Work to be completed: Can you write the next part of the blog post on bird flu panic, picking up right after its final sentence?

Wednesday, May 03, 2006


Bird Flu

Stop the panic. Please. Is it just me or are we seriously panicking over bird flu? Let's look at some facts. Since this wave of avian influenza (A - H5N1) began in 2003, there have been 113 human deaths and just over 205 cases of infection. This is a drop in the bucket when compared to other causes of deaths. AIDS, now that's a serious problem. It claimed 3.1 million lives in 2005, according to the WHO, and there are more than 40 million people living with HIV today. Cancer, another big one. This disease kills 7 million people every year. Indoor air pollution alone kills one person every 20 seconds. In the United States, more than 40,000 people die in a motor vehicle accident. So, I guess, 113 deaths just doesn't seem like a lot to me. Of course, I'm not a health expert or animal disease specialist, but it seems that there are bigger things to worry about right now.

[Referring expression pointing data]
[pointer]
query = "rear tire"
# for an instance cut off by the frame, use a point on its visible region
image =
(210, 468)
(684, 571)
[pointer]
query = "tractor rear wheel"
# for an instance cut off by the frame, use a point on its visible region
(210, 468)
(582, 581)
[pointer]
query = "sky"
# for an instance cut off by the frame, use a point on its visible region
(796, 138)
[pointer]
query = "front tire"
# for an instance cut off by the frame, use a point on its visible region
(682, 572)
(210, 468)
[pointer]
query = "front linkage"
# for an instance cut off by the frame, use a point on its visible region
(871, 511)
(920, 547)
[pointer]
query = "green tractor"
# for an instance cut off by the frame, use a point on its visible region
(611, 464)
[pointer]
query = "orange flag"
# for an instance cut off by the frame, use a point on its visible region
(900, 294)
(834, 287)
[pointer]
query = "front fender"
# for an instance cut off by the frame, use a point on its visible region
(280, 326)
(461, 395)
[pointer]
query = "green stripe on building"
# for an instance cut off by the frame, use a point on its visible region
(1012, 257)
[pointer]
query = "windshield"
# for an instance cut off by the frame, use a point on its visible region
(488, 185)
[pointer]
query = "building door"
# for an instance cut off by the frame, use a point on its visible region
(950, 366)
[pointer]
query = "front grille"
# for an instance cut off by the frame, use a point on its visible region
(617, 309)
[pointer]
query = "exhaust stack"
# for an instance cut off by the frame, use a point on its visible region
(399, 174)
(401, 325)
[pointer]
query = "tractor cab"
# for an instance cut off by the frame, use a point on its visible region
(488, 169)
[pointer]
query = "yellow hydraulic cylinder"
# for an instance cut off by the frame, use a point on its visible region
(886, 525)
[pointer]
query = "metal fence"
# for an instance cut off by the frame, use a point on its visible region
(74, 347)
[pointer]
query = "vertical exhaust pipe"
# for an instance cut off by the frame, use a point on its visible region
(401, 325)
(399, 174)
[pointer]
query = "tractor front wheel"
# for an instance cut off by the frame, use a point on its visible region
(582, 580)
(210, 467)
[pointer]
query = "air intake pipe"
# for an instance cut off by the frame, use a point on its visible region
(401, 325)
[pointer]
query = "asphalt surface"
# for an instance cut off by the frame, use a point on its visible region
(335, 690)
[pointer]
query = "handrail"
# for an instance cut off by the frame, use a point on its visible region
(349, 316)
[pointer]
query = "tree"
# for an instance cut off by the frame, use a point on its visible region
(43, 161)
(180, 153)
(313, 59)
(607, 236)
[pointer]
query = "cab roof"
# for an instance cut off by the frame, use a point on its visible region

Result of the task:
Don't forget that this disease first broke out in developing countries (Thailand, Vietnam, etc.) where sanitation standards are not exactly perfect - and it killed only 113 people. If it were so deadly, wouldn't it have spread a lot faster? Although bird flu has not yet traveled the ocean to the Americas, I think we'll have the tools to deal with it. The virus is still not hopping from person-to-person or mutating as many health experts feared. Most infections are still due to prolonged exposure to infected poultry.

Yes, we probably need to keep our pet birds inside and away from fowl or other outdoor birds. If bird flu does break out in the U.S., it seems likely that exposed flocks of birds - whether poultry or parrot - will be culled to prevent the further spread of the virus. This is what has happened in every other country with an avian flu outbreak, so there's no reason to believe that it won't happen here. Keep your birds inside or in a secure, covered outdoor aviary, and report any illness of your own, and I think you'll be safe. Please stop the panic. Yes, this is the largest outbreak of H5N1 to date. We need to be cautious and vigilant, but 113 deaths doesn't justify panic in my mind.

No kidding. This flu craze is out of control.